■ Tekstfragment:

1940-1941: De vervanging van vlees
Nederland voedt zich zelf
Vanaf 1940 wordt de landbouw hervormd. Mensen eten hierdoor minder vlees en vet en meer aardappelen, granen en groenten dan in de jaren dertig. Het dagelijks menu wordt daardoor gezonder. In kookboeken en voorlichtingsfolders is veel aandacht voor koken zonder vlees. De Nederlanders, die gewend zijn aan vette, vleesrijke voeding, ervaren het als een verarming.
Margarine en slaolie worden gemaakt van geïmporteerde noten en zaden. Door de oorlog stopt deze invoer en verdwijnen de producten van tafel. Melk, boter en kaas zijn er aan het begin van de oorlog nog wel. De meeste kippen worden geslacht, waardoor eieren bijna niet meer te koop zijn.
Beschikbaar
Boter, kaas, eieren en vet
- 2/3 van de kaas blijft over
- iets kleinere fles met melk
- flink stuk boter
- margarine verdwijnt
- minder reuzel
- plantaardige olie verdwijnt
- nog 1 ei
Vlees en vis
- klein stuk spek
- nog maar een klein stukje haring
- paling
- mosselen en garnalen
- kip verdwijnt
Aardappelen, granen en peulvruchten
- 4 aardappelen (ongeschild)
- iets meer peulvruchten
- de helft van de rijst
- wit brood wordt bruin brood (6 sneden)
Groente en fruit
- inheems fruit, o.a.: appel, peer
- 2 tomaten
- 4 wortelen
- bloemkool
- 2 uien
Overig
- minder suiker (ongeveer 60% blijft over)
- minder koffie en thee
- koffie- en theesurrogaten verschijnen
- minder specerijen
- minder chocolade
Wat gisteren een gerucht was, is nu waarheid geworden. Ook de aardappel is op de bon.
Voedselbonnen
Iedere legale Nederlander krijgt een persoonlijke kaart om bonnen te kunnen halen. Op de bonnen staat een nummer en wat ermee gekocht kan worden, bijvoorbeeld vlees, boter of brood. In de krant en via affiches wordt bekend gemaakt wanneer welk nummer geldig is. De winkelier moet de bonnen innemen, ordenen, tellen, opplakken en opsturen naar het distributiekantoor. Dat kost veel tijd.
Kaas op de bon
In 1940 gaat kaas op de bon. Belegen kaas van de Nederlandsche Zuivelcentrale mag voor meer geld worden verkocht dan andere kazen. Deze kaas wordt voorzien van een stempel.
Door de slacht van varkens en kippen is er korte tijd veel vlees op de markt, maar daarna verdwijnt het snel uit de winkels. De Duisters nemen visserschepen in beslag en op zee mag bijna niet meer worden gevaren. De haringvangst keldert. Op het IJsselmeer varen juist meer vissers. De prijs van de schaarse vis loopt hoog op.

■ Getoonde gegevens:
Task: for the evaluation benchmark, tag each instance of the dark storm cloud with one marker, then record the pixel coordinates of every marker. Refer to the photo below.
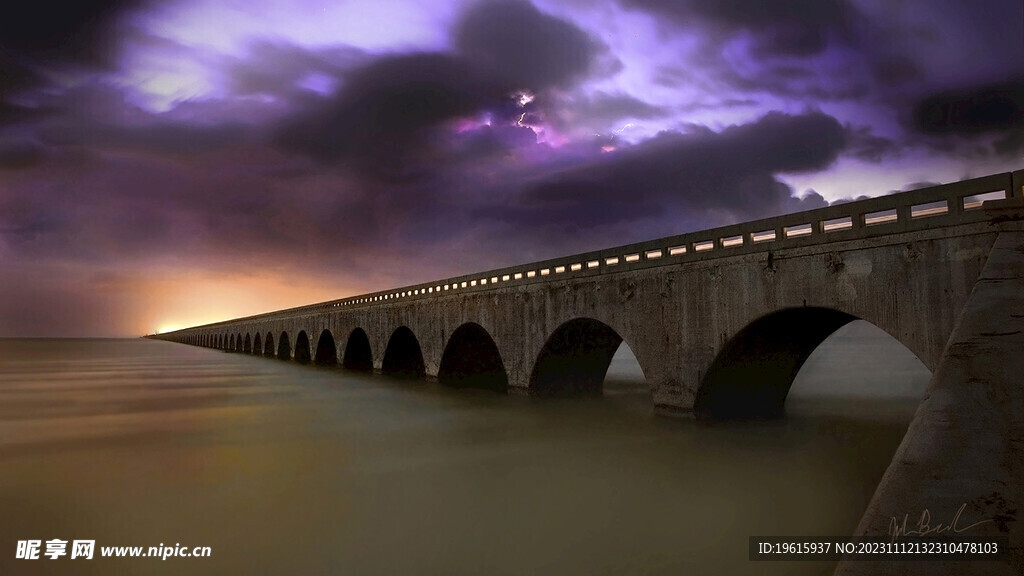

■ Opdracht: Herschrijf het tekstfragment over de vervanging van vlees vanaf "Door de slacht" tot en met "loopt hoog op." en zet daarbij "runderen" in plaats van "varkens".

■ Uitwerking:
Door de slacht van runderen en kippen is er korte tijd veel vlees op de markt, maar daarna verdwijnt het snel uit de winkels. De Duisters nemen visserschepen in beslag en op zee mag bijna niet meer worden gevaren. De haringvangst keldert. Op het IJsselmeer varen juist meer vissers. De prijs van de schaarse vis loopt hoog op.